▶ **AUFGABENSTELLUNG A**
Beantworten Sie anhand des Textauszugs die folgenden Fragen.
(i) In welcher Region sind die Kreditprämien laut dem Textauszug insbesondere angestiegen?
(ii) Die Bewertungsniveaus welchen Jahres sind laut dem Textauszug in Reichweite?
(iii) Wie wird die Rendite auf Verfall im Textauszug beurteilt?

Tabelle Prognoseübersicht

Viel Bewegung am Obligationenmarkt

Die Zinswende ist eingeläutet – das Fed agiert mit ­allen Instrumenten weniger expansiv. Die sich eintrübenden Wirtschaftsaussichten haben die ­Kreditprämien ansteigen lassen, insbesondere in Europa. Zwar sind die Bilanzen der Unternehmen stark und die Kreditausfälle weiterhin sehr tief. Die Verfassung der Unternehmen ist somit derzeit gut, der Blick in die Zukunft beziehungsweise darauf, was vom Markt eingepreist wird, deutet jedoch auf Gegenwind hin. Wir erwarten daher eine weitere Ausweitung der Kreditprämien. Ein Überschiessen der Kreditprämien ist auch bei Schwellenländeranleihen möglich, was kurzfristig zu weiteren Verlusten führen kann. Allerdings ist die Rendite auf Verfall attraktiv.

Grafik Obligationenmärkte
Chart Obligationenmärkte

Inflationssorgen setzen Aktienmärkte unter Druck

Die Risikofaktoren an den Aktienmärkten bleiben weiterhin vielfältig. Zwar sind die Bewertungen günstiger geworden, doch hat sich die Risikoprämie weiter reduziert. Bis anhin wurden die erwarteten Gewinne für die nächsten zwölf Monate kaum nach unten korrigiert. Dies hat die Bewertungen seit Jahresanfang klar verringert – die Niveaus von 2018 sind in Reichweite. Der Druck auf die Bewertungen dürfte aufgrund der restriktiven Geldpolitik des Fed weiter anhalten. Anleger sind weniger bereit, hohe Preise für Aktien zu bezahlen. Kurzfristige Erholungsrallys sind zwar immer wieder möglich, mittelfristig belastet jedoch der Wirtschaftsabschwung die Aktienmärkte. Die Gewinnmargen werden zunehmend unter Druck geraten, was die Stimmung negativ beeinflussen wird. Die Abwärtsrisiken überwiegen in der Summe die Chancen für eine nachhaltige Erholung.

▶ **VORLIEGENDE EINTRÄGE**
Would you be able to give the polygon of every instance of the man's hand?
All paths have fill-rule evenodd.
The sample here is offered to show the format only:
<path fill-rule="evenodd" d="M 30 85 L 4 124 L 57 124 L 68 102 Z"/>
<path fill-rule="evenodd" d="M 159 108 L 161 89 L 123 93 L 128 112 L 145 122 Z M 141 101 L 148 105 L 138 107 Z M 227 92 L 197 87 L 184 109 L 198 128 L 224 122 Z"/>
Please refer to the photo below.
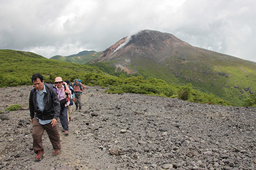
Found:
---
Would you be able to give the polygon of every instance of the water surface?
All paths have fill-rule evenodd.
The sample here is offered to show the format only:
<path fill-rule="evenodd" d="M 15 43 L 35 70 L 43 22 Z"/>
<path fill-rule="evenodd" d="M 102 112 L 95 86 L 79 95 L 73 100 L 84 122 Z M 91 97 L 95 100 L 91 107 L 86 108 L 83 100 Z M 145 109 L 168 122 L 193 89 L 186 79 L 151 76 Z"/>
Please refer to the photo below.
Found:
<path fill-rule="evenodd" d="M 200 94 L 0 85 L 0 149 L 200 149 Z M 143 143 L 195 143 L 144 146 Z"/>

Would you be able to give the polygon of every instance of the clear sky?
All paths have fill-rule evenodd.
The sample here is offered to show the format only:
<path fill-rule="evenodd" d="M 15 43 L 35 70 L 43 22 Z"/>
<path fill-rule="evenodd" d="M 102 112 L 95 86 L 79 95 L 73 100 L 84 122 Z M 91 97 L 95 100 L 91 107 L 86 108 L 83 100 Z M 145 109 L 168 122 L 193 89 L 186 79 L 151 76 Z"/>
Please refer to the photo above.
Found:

▶ **AUFGABENSTELLUNG B**
Schreiben Sie den Abschnitt der Einträge von der Zeile mit "the man's hand?" bis zur Zeile mit "124 L 57 124" um, wobei "sample" durch "example" ersetzt wird. Alles Übrige bleibt unverändert.

▶ **LÖSUNG A**
(i) In Europa.
(ii) Die Niveaus von 2018.
(iii) Als attraktiv.

▶ **LÖSUNG B**
Would you be able to give the polygon of every instance of the man's hand?
All paths have fill-rule evenodd.
The example here is offered to show the format only:
<path fill-rule="evenodd" d="M 30 85 L 4 124 L 57 124 L 68 102 Z"/>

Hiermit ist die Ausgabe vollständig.